● WHAT YOU WILL DO: From the records below, output exactly the lines starting at the line with "- **Object to detect**: the wood grain" and ending at the line with "- **Object to detect**: the window", both of them included, but no pictures.

● PROVIDED DATA:
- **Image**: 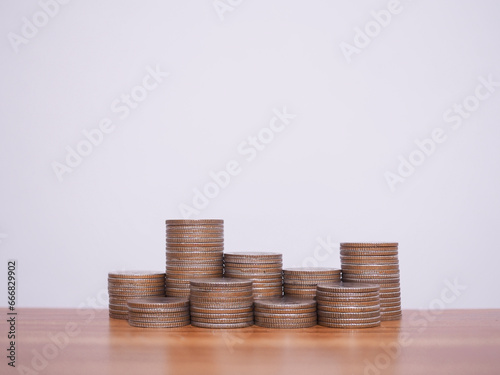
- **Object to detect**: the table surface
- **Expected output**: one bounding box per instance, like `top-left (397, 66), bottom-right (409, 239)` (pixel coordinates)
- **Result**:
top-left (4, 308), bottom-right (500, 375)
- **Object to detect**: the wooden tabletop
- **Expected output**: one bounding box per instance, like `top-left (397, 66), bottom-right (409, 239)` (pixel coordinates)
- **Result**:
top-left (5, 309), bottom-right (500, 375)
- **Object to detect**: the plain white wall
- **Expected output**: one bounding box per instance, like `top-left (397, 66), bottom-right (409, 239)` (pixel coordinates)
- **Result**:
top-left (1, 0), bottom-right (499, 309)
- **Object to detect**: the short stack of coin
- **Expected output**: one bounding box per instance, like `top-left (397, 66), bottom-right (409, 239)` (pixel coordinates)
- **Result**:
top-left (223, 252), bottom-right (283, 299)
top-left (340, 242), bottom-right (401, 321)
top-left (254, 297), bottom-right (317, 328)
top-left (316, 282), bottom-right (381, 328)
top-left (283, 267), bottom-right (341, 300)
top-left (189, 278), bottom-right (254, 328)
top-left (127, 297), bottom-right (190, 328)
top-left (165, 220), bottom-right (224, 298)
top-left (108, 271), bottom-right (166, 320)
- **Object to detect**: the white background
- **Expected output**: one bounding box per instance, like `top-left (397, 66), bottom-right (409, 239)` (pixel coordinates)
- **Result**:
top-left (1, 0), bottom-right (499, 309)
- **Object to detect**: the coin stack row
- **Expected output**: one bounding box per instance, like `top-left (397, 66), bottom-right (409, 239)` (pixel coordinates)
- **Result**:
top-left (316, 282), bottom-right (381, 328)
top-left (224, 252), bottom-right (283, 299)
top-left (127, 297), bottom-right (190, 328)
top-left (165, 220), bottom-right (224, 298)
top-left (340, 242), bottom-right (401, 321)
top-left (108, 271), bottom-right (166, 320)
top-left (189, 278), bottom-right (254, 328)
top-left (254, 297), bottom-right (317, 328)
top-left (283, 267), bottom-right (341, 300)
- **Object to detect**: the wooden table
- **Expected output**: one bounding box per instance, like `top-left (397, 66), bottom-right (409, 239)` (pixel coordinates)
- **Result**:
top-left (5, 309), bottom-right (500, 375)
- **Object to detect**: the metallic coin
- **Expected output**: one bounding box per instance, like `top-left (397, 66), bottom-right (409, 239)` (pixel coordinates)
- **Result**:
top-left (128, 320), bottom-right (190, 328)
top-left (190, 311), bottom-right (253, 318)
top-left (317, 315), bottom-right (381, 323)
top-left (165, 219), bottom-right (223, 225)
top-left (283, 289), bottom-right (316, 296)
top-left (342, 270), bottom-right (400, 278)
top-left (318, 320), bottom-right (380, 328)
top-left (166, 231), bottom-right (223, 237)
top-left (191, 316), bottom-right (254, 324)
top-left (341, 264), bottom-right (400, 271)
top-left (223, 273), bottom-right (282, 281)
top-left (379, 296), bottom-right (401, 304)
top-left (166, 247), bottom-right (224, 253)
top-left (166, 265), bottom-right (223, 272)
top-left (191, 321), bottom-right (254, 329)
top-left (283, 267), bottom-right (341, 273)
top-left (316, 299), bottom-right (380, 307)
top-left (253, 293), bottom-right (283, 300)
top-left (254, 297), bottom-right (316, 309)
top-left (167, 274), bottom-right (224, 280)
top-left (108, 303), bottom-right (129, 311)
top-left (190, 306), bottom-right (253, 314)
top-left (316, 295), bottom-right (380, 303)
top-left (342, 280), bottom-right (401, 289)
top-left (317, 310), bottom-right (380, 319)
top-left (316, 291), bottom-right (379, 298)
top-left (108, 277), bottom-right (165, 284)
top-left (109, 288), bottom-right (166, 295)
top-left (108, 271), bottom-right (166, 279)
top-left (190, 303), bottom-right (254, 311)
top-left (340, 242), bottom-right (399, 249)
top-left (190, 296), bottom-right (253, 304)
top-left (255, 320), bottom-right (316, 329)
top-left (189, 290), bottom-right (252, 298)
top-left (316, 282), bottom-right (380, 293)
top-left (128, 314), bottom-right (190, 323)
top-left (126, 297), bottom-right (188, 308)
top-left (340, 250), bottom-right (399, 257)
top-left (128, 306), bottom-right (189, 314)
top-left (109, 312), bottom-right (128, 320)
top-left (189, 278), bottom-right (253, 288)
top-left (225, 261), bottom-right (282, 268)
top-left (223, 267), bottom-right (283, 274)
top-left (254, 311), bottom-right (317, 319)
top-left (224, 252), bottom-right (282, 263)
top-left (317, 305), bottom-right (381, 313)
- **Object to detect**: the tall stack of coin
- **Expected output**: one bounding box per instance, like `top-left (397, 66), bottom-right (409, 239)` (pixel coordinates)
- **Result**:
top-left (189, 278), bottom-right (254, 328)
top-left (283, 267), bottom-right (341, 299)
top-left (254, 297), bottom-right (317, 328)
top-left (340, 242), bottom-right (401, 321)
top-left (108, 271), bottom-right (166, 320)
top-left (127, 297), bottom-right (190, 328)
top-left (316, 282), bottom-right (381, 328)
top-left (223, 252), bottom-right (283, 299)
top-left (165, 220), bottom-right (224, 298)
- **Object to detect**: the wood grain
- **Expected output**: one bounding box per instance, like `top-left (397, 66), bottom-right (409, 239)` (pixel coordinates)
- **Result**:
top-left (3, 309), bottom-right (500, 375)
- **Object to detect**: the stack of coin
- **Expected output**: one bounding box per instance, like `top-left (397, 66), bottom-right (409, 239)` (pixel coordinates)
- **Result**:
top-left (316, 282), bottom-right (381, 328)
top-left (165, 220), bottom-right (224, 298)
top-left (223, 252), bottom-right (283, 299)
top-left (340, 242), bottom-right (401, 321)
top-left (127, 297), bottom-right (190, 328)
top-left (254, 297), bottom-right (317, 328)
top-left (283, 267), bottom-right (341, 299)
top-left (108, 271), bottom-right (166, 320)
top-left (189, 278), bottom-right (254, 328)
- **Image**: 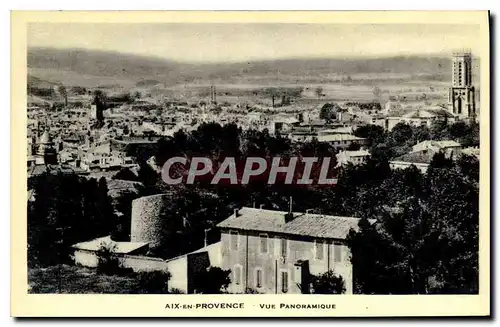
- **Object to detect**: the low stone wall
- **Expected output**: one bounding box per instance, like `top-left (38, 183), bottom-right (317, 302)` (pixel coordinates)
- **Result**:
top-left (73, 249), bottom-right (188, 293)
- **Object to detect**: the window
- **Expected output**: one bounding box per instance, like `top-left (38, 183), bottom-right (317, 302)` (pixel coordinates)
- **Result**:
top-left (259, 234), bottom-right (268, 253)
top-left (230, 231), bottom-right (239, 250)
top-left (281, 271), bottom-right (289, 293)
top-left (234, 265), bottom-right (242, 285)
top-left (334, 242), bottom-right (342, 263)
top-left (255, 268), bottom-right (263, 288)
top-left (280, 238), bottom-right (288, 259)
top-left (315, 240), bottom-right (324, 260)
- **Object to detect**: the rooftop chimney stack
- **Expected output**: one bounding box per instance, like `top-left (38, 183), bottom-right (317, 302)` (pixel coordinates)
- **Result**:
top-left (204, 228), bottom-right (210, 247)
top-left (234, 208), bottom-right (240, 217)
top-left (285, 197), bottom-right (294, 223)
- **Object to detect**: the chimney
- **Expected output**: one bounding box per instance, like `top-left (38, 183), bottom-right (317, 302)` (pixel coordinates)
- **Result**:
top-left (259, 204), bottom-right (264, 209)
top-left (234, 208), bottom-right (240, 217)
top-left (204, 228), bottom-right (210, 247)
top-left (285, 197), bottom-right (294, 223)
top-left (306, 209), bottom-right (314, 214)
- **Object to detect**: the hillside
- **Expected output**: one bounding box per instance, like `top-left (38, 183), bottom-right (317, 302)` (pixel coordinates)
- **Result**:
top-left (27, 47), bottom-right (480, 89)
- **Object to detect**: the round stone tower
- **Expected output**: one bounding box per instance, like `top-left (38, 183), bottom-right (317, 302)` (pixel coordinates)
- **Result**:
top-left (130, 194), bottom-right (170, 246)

● ANSWER TO THIS EXERCISE:
- **Object to detect**: the wood grain
- **Expected output**: one bounding box per instance, like `top-left (397, 66), bottom-right (409, 239)` (pixel coordinates)
- **Result**:
top-left (3, 309), bottom-right (500, 375)
- **Object to detect**: the stack of coin
- **Expected output**: one bounding box per instance, like `top-left (397, 66), bottom-right (409, 239)` (pixel coordinates)
- **Result**:
top-left (316, 282), bottom-right (381, 328)
top-left (165, 220), bottom-right (224, 298)
top-left (223, 252), bottom-right (283, 299)
top-left (340, 242), bottom-right (401, 321)
top-left (127, 297), bottom-right (190, 328)
top-left (254, 297), bottom-right (317, 328)
top-left (283, 267), bottom-right (341, 299)
top-left (108, 271), bottom-right (166, 320)
top-left (189, 278), bottom-right (254, 328)
- **Image**: 
- **Object to detect**: the low stone wall
- **Expected output**: one bounding box per instance, like `top-left (38, 183), bottom-right (317, 302)` (pixel coordinates)
- **Result**:
top-left (73, 249), bottom-right (188, 293)
- **Object to detect**: the window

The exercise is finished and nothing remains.